Stored items:

----

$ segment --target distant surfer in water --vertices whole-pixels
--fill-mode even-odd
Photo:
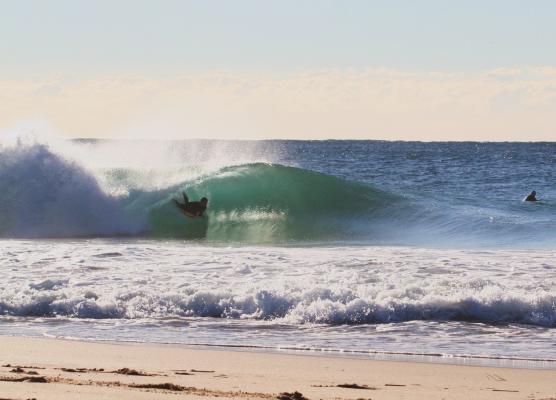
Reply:
[[[208,199],[203,197],[200,201],[189,201],[185,192],[182,192],[183,203],[172,199],[177,208],[188,217],[202,217],[207,209]]]
[[[534,190],[525,198],[525,201],[537,201],[537,192]]]

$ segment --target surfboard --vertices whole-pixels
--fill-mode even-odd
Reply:
[[[176,208],[177,208],[178,210],[180,210],[180,212],[181,212],[183,215],[185,215],[186,217],[188,217],[188,218],[198,218],[198,217],[199,217],[198,215],[191,214],[190,212],[187,212],[187,211],[185,211],[184,209],[181,209],[181,208],[178,208],[178,207],[176,207]]]

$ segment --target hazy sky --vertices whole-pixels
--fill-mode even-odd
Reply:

----

Task to carry out: Pick out all lines from the data above in which the word "pixels" appears.

Result of the task:
$ segment --target distant surfer in water --vertices whole-pixels
$ segment --target surfboard --vertices whole-pixels
$ segment --target hazy sky --vertices whole-pixels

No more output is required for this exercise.